## REQUIREMENT
Report all lines from the entries below in which "each" appears.

## SOURCE DATA
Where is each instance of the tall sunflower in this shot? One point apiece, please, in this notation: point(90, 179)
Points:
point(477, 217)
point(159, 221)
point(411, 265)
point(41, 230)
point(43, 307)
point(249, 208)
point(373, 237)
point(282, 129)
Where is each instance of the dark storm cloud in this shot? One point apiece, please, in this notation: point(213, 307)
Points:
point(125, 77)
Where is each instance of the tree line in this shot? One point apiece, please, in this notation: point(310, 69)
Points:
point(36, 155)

--

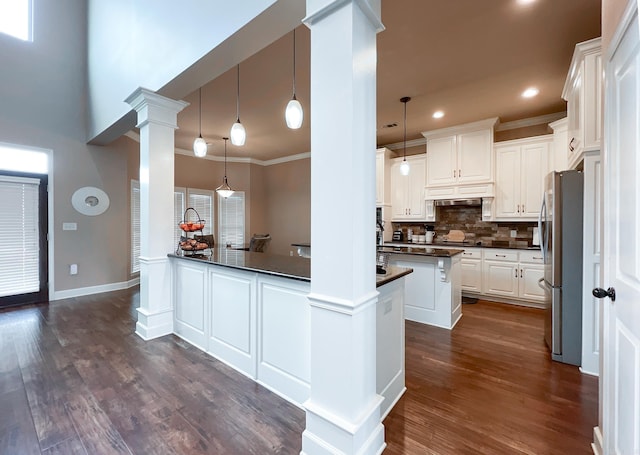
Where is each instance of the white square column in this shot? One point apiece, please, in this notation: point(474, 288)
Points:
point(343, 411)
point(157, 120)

## RESULT FOR THIS TASK
Where is each instance of the tall sunflower in this shot? One point apiece, please, in this notation: point(90, 179)
Where is each instance of the dark storm cloud in this shot? One point apiece, please, in this notation: point(213, 307)
Where is each instance of the tree line in this shot? One point apiece, please, in this notation: point(310, 69)
Where is each instance of the white square column in this shot? One point apiece, please, in this notation: point(474, 288)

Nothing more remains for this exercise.